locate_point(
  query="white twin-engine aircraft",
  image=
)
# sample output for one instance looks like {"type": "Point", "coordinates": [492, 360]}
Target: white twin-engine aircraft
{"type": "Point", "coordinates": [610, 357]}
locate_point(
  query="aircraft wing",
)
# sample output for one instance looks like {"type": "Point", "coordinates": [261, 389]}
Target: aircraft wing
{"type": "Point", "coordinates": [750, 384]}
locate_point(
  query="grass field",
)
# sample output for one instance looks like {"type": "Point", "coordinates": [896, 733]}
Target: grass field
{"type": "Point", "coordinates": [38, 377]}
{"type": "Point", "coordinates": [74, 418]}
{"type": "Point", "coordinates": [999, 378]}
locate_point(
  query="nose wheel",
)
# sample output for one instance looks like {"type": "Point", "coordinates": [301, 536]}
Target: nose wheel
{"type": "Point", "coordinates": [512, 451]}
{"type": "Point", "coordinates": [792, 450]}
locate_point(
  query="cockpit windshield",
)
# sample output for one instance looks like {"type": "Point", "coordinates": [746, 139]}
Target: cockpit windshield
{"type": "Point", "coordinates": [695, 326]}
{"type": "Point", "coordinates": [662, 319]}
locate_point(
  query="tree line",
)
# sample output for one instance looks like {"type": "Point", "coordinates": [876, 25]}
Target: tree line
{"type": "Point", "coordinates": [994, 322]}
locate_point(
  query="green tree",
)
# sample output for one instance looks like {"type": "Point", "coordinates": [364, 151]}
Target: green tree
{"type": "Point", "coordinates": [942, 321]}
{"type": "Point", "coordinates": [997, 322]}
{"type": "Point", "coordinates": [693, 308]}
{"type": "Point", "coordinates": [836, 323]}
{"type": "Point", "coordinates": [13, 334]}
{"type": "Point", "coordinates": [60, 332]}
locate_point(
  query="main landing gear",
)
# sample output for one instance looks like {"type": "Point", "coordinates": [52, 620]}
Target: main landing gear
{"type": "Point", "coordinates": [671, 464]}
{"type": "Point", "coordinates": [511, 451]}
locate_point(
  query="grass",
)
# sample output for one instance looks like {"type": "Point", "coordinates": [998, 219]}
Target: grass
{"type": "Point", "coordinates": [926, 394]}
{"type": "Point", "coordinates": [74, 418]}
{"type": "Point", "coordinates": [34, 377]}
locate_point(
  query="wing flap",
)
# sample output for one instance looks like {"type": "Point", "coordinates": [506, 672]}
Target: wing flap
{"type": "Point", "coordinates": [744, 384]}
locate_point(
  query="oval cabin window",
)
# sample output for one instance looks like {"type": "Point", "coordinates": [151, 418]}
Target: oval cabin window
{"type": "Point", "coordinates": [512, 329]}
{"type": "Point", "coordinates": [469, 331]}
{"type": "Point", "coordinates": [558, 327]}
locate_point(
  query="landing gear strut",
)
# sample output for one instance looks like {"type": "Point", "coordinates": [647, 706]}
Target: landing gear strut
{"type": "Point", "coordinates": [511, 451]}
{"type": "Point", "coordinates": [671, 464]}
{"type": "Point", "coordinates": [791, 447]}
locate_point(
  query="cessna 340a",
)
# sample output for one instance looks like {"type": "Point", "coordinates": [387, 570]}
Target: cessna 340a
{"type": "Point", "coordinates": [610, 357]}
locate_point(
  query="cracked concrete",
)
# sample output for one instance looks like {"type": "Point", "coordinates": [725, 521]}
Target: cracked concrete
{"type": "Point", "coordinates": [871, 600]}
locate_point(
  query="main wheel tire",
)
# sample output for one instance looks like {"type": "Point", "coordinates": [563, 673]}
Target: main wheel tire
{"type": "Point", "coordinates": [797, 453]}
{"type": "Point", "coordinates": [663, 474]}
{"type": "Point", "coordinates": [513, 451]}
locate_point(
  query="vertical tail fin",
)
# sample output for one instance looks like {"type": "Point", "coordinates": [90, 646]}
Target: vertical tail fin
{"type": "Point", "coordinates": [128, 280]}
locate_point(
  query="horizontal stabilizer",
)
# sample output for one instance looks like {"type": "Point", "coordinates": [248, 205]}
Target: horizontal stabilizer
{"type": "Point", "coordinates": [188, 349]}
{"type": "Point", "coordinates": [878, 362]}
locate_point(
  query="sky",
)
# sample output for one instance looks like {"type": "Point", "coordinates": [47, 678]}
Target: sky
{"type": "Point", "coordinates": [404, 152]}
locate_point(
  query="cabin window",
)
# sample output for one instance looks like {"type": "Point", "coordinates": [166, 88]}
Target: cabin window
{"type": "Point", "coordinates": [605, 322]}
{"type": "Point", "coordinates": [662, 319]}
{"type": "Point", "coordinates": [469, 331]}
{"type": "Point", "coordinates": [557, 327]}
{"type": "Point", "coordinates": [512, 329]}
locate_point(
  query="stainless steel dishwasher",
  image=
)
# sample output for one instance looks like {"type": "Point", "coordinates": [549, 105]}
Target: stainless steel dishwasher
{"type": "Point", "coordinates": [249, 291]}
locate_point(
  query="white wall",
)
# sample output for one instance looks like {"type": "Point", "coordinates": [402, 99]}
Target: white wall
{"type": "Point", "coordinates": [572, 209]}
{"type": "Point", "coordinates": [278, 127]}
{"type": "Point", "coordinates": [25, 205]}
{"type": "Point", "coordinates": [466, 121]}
#####
| WORK ITEM |
Retype the data in full and match it exactly.

| WRITTEN ANSWER |
locate_point(
  query="white twin-engine aircraft",
  image=
)
# sample output for one instance looks like {"type": "Point", "coordinates": [492, 360]}
Target: white twin-engine aircraft
{"type": "Point", "coordinates": [610, 357]}
locate_point(
  query="aircraft wing",
)
# sample output for one instance looks like {"type": "Point", "coordinates": [261, 389]}
Target: aircraft wing
{"type": "Point", "coordinates": [750, 384]}
locate_point(
  query="grass field",
)
# sample output for one instance looks like {"type": "Point", "coordinates": [896, 733]}
Target: grass field
{"type": "Point", "coordinates": [38, 377]}
{"type": "Point", "coordinates": [74, 418]}
{"type": "Point", "coordinates": [999, 378]}
locate_point(
  query="nose wheel",
)
# sample output for one instance looks like {"type": "Point", "coordinates": [301, 536]}
Target: nose wheel
{"type": "Point", "coordinates": [512, 451]}
{"type": "Point", "coordinates": [792, 450]}
locate_point(
  query="cockpit windshield",
)
# sample output for one instance looks like {"type": "Point", "coordinates": [746, 139]}
Target: cockpit windshield
{"type": "Point", "coordinates": [695, 326]}
{"type": "Point", "coordinates": [662, 319]}
locate_point(
  query="tree line",
)
# sample output for one instance looks like {"type": "Point", "coordinates": [876, 25]}
Target: tree line
{"type": "Point", "coordinates": [994, 322]}
locate_point(
  query="green tree",
)
# sample output for one instance looks like {"type": "Point", "coordinates": [364, 151]}
Target: green tree
{"type": "Point", "coordinates": [942, 321]}
{"type": "Point", "coordinates": [997, 322]}
{"type": "Point", "coordinates": [693, 308]}
{"type": "Point", "coordinates": [836, 323]}
{"type": "Point", "coordinates": [13, 334]}
{"type": "Point", "coordinates": [60, 332]}
locate_point(
  query="main landing gear",
)
# sample output for one instance looks like {"type": "Point", "coordinates": [52, 620]}
Target: main landing gear
{"type": "Point", "coordinates": [671, 464]}
{"type": "Point", "coordinates": [511, 451]}
locate_point(
  query="grass",
)
# sample output for one instance looks like {"type": "Point", "coordinates": [998, 219]}
Target: grass
{"type": "Point", "coordinates": [926, 394]}
{"type": "Point", "coordinates": [74, 418]}
{"type": "Point", "coordinates": [34, 377]}
locate_point(
  query="wing flap",
)
# sample output for one instance looks like {"type": "Point", "coordinates": [506, 672]}
Target: wing flap
{"type": "Point", "coordinates": [744, 384]}
locate_point(
  query="oval cabin window",
)
# sample output for one instance looks like {"type": "Point", "coordinates": [151, 418]}
Target: oval cabin window
{"type": "Point", "coordinates": [512, 329]}
{"type": "Point", "coordinates": [469, 331]}
{"type": "Point", "coordinates": [558, 327]}
locate_point(
  query="landing gear strut",
)
# sample output for one instance looks like {"type": "Point", "coordinates": [647, 706]}
Target: landing gear strut
{"type": "Point", "coordinates": [511, 451]}
{"type": "Point", "coordinates": [671, 464]}
{"type": "Point", "coordinates": [791, 447]}
locate_point(
  query="cessna 340a",
)
# sample output for one instance looks like {"type": "Point", "coordinates": [387, 570]}
Target: cessna 340a
{"type": "Point", "coordinates": [610, 357]}
locate_point(
  query="cracked concrete",
)
# sample output for one instance looks like {"type": "Point", "coordinates": [725, 521]}
Target: cracked concrete
{"type": "Point", "coordinates": [871, 600]}
locate_point(
  query="main wheel tire",
)
# sample output for one instance looks like {"type": "Point", "coordinates": [563, 673]}
Target: main wheel tire
{"type": "Point", "coordinates": [797, 453]}
{"type": "Point", "coordinates": [663, 474]}
{"type": "Point", "coordinates": [513, 451]}
locate_point(
  query="vertical tail fin",
)
# sample output for one instance looks like {"type": "Point", "coordinates": [90, 646]}
Target: vertical tail fin
{"type": "Point", "coordinates": [128, 280]}
locate_point(
  query="horizontal stabilizer",
)
# sample output for one instance looks like {"type": "Point", "coordinates": [248, 205]}
Target: horizontal stabilizer
{"type": "Point", "coordinates": [188, 349]}
{"type": "Point", "coordinates": [878, 362]}
locate_point(
  query="sky",
)
# sample output for one instance looks like {"type": "Point", "coordinates": [47, 678]}
Target: sky
{"type": "Point", "coordinates": [404, 152]}
locate_point(
  query="cabin window",
)
# sample output for one instance looks like {"type": "Point", "coordinates": [166, 88]}
Target: cabin window
{"type": "Point", "coordinates": [605, 322]}
{"type": "Point", "coordinates": [662, 319]}
{"type": "Point", "coordinates": [469, 331]}
{"type": "Point", "coordinates": [557, 327]}
{"type": "Point", "coordinates": [512, 329]}
locate_point(
  query="stainless steel dishwasher",
  image=
)
# sample output for one instance looks like {"type": "Point", "coordinates": [549, 105]}
Target: stainless steel dishwasher
{"type": "Point", "coordinates": [249, 291]}
locate_point(
  query="white wall",
)
# sample output for one instance looks like {"type": "Point", "coordinates": [402, 99]}
Target: white wall
{"type": "Point", "coordinates": [572, 209]}
{"type": "Point", "coordinates": [278, 127]}
{"type": "Point", "coordinates": [25, 205]}
{"type": "Point", "coordinates": [466, 121]}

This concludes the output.